What this task involves: Everything from the line containing "Where can you spot the blue sky" through the final line below must be output exactly, both ends included, with nothing else and no pictures.

Excerpted records:
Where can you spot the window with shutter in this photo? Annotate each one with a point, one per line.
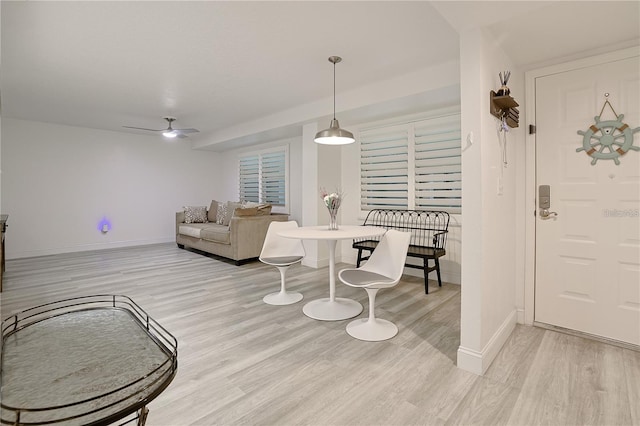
(413, 165)
(263, 176)
(384, 162)
(438, 164)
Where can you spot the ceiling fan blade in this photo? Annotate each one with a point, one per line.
(187, 130)
(142, 128)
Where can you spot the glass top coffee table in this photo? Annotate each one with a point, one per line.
(87, 360)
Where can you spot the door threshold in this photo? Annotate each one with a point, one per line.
(576, 333)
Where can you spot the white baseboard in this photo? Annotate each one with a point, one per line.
(478, 362)
(87, 247)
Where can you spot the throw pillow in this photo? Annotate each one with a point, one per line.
(195, 214)
(213, 212)
(221, 214)
(246, 211)
(231, 208)
(264, 209)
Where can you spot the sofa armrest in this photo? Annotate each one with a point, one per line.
(248, 233)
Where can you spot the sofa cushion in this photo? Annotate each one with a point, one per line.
(213, 211)
(264, 209)
(216, 233)
(191, 231)
(195, 214)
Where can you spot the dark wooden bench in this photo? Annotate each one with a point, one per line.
(428, 236)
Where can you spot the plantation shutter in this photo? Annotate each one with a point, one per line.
(438, 164)
(249, 179)
(384, 163)
(273, 178)
(262, 177)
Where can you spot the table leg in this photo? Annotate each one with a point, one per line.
(142, 416)
(332, 308)
(332, 269)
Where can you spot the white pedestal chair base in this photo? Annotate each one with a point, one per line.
(282, 298)
(374, 330)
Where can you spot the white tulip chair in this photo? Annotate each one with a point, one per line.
(383, 270)
(282, 253)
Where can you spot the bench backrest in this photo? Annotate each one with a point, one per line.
(428, 228)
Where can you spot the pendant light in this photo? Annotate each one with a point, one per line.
(334, 135)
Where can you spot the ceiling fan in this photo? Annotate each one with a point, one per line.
(169, 132)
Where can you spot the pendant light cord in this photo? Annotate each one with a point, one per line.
(334, 90)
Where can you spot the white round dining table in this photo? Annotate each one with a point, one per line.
(332, 308)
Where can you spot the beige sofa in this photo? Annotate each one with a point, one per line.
(240, 237)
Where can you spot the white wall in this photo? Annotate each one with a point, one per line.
(489, 255)
(60, 182)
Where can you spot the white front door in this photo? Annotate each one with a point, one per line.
(588, 256)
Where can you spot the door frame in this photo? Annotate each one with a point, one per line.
(526, 309)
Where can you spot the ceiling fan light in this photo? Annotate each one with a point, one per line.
(334, 135)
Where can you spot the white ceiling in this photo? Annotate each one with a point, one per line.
(218, 65)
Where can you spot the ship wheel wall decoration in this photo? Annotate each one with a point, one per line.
(607, 140)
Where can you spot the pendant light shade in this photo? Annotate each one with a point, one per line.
(334, 135)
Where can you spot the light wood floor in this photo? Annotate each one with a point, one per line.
(242, 362)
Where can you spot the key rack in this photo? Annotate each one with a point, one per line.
(504, 107)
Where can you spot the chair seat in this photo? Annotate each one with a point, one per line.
(281, 260)
(360, 278)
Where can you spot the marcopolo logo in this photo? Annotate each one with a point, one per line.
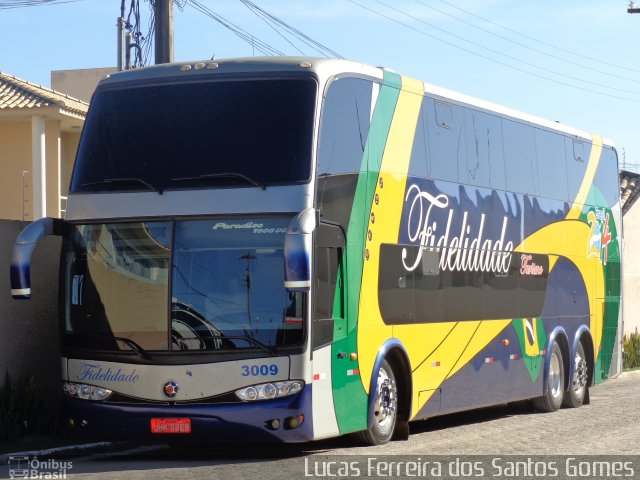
(26, 467)
(96, 373)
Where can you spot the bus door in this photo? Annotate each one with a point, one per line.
(329, 319)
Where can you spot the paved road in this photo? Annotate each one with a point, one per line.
(609, 426)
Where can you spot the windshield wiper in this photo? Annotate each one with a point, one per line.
(208, 176)
(107, 181)
(141, 352)
(272, 351)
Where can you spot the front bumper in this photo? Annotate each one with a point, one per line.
(210, 423)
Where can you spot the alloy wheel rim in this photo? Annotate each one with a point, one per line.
(386, 400)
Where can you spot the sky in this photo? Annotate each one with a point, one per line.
(571, 61)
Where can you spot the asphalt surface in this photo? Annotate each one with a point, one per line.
(608, 427)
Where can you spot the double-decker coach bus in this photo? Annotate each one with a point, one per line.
(291, 249)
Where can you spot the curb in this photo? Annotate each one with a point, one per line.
(83, 448)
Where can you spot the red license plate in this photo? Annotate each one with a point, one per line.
(170, 425)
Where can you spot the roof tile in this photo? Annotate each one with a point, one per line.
(16, 93)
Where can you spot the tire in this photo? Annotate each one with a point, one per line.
(552, 399)
(385, 408)
(577, 392)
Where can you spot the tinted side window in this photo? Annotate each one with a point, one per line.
(484, 162)
(520, 157)
(419, 165)
(607, 179)
(552, 169)
(345, 126)
(576, 153)
(344, 129)
(446, 139)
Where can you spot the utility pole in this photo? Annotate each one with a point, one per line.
(164, 31)
(121, 39)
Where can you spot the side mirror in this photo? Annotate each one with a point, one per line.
(23, 250)
(297, 251)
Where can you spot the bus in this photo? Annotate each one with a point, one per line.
(289, 249)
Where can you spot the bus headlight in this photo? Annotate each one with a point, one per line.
(86, 392)
(267, 391)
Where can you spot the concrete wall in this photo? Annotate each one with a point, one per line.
(79, 83)
(15, 157)
(29, 338)
(16, 200)
(631, 270)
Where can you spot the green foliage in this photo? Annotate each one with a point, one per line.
(23, 410)
(631, 355)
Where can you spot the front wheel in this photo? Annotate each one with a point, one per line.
(552, 399)
(385, 408)
(578, 389)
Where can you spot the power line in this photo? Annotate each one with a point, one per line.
(304, 38)
(523, 45)
(510, 57)
(257, 14)
(7, 4)
(533, 39)
(247, 37)
(422, 32)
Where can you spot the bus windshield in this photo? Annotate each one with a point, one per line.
(228, 133)
(184, 285)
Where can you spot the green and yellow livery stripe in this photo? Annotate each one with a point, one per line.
(384, 220)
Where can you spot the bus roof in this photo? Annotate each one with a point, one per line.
(324, 68)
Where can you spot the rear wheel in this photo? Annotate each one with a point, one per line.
(552, 399)
(578, 388)
(385, 408)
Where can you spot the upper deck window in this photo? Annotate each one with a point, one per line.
(229, 133)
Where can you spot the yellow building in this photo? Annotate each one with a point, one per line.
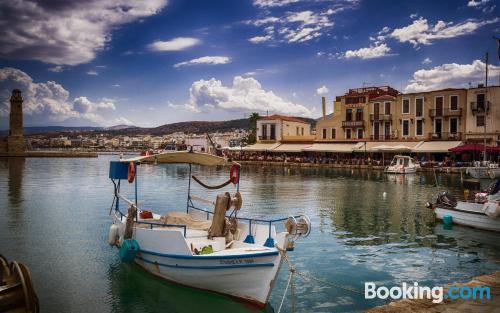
(483, 107)
(278, 128)
(432, 115)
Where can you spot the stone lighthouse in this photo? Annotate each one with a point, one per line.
(15, 142)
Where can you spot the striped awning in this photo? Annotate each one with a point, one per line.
(436, 146)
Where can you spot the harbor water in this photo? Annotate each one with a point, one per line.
(367, 226)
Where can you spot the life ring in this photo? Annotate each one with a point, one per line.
(234, 174)
(131, 172)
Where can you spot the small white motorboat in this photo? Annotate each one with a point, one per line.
(490, 170)
(401, 164)
(210, 249)
(483, 213)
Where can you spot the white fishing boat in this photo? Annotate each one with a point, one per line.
(211, 249)
(401, 164)
(482, 213)
(489, 170)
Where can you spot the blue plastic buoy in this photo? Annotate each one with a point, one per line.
(447, 221)
(129, 250)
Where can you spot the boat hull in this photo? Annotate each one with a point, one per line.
(469, 214)
(247, 278)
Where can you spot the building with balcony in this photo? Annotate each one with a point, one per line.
(277, 128)
(482, 118)
(431, 115)
(358, 115)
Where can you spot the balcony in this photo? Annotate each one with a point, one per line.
(445, 113)
(382, 137)
(445, 136)
(358, 123)
(479, 107)
(381, 117)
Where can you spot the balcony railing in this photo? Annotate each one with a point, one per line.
(382, 137)
(445, 136)
(267, 137)
(358, 123)
(444, 113)
(380, 117)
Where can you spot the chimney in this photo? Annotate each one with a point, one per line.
(323, 105)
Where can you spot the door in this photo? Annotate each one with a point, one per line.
(387, 130)
(439, 106)
(438, 127)
(376, 110)
(376, 130)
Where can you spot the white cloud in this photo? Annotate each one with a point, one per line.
(65, 32)
(176, 44)
(473, 3)
(321, 91)
(48, 102)
(371, 52)
(260, 39)
(211, 60)
(421, 32)
(273, 3)
(245, 95)
(450, 75)
(56, 69)
(427, 61)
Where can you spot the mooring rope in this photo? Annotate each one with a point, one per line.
(309, 277)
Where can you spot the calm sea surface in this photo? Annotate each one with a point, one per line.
(54, 218)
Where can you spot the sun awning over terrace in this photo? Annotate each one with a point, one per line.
(436, 146)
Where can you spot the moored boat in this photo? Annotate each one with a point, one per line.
(214, 250)
(482, 213)
(401, 164)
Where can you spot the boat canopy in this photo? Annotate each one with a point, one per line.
(186, 157)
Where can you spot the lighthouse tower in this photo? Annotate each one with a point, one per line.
(15, 143)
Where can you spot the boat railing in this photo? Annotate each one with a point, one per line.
(151, 224)
(250, 238)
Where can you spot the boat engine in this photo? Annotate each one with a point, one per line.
(446, 200)
(296, 228)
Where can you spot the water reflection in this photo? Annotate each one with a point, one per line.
(134, 290)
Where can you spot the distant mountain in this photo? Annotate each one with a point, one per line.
(193, 127)
(120, 127)
(53, 129)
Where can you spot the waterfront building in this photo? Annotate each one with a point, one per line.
(483, 108)
(277, 128)
(359, 115)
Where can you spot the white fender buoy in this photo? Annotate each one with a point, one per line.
(113, 235)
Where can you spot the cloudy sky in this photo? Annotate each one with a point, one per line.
(151, 62)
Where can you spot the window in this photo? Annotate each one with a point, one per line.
(360, 133)
(406, 106)
(453, 125)
(419, 128)
(348, 133)
(359, 114)
(387, 110)
(348, 115)
(480, 102)
(419, 107)
(480, 121)
(406, 128)
(454, 103)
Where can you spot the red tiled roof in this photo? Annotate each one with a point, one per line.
(283, 118)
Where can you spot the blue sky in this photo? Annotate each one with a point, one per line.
(153, 62)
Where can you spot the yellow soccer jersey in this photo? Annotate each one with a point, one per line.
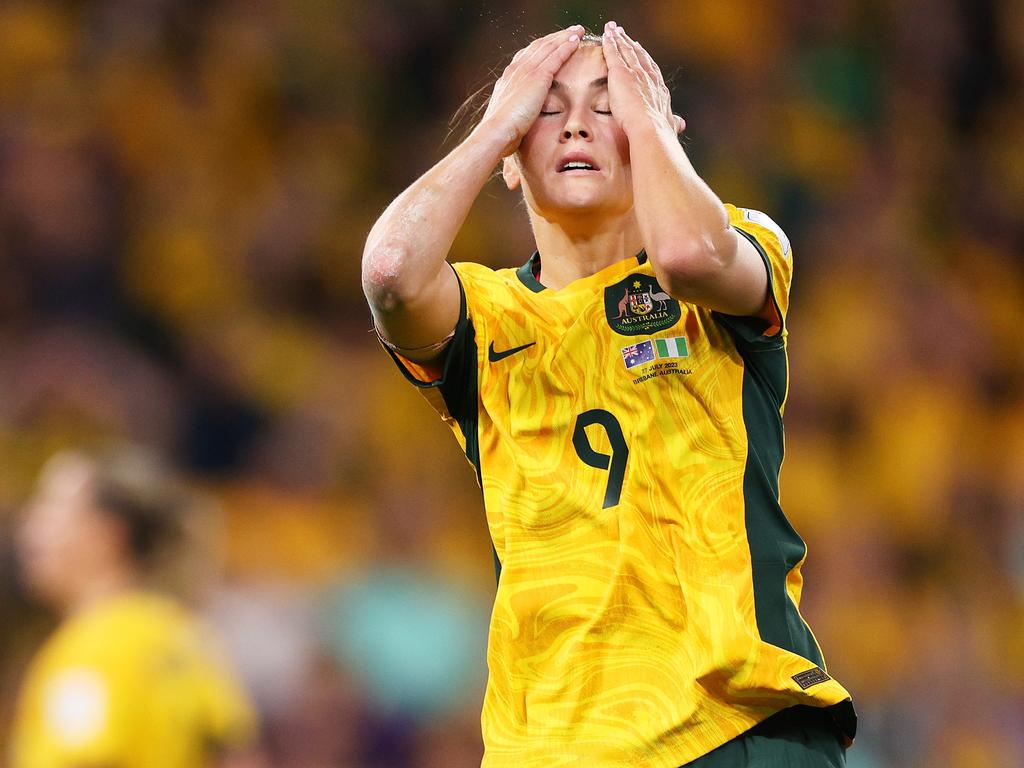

Result below:
Where can you spot the blue sky in this photo? Annotate each one with a point, one per line.
(153, 62)
Where can you spot the yellow soccer jersey in this photo? Annotate each one with a point, one per line.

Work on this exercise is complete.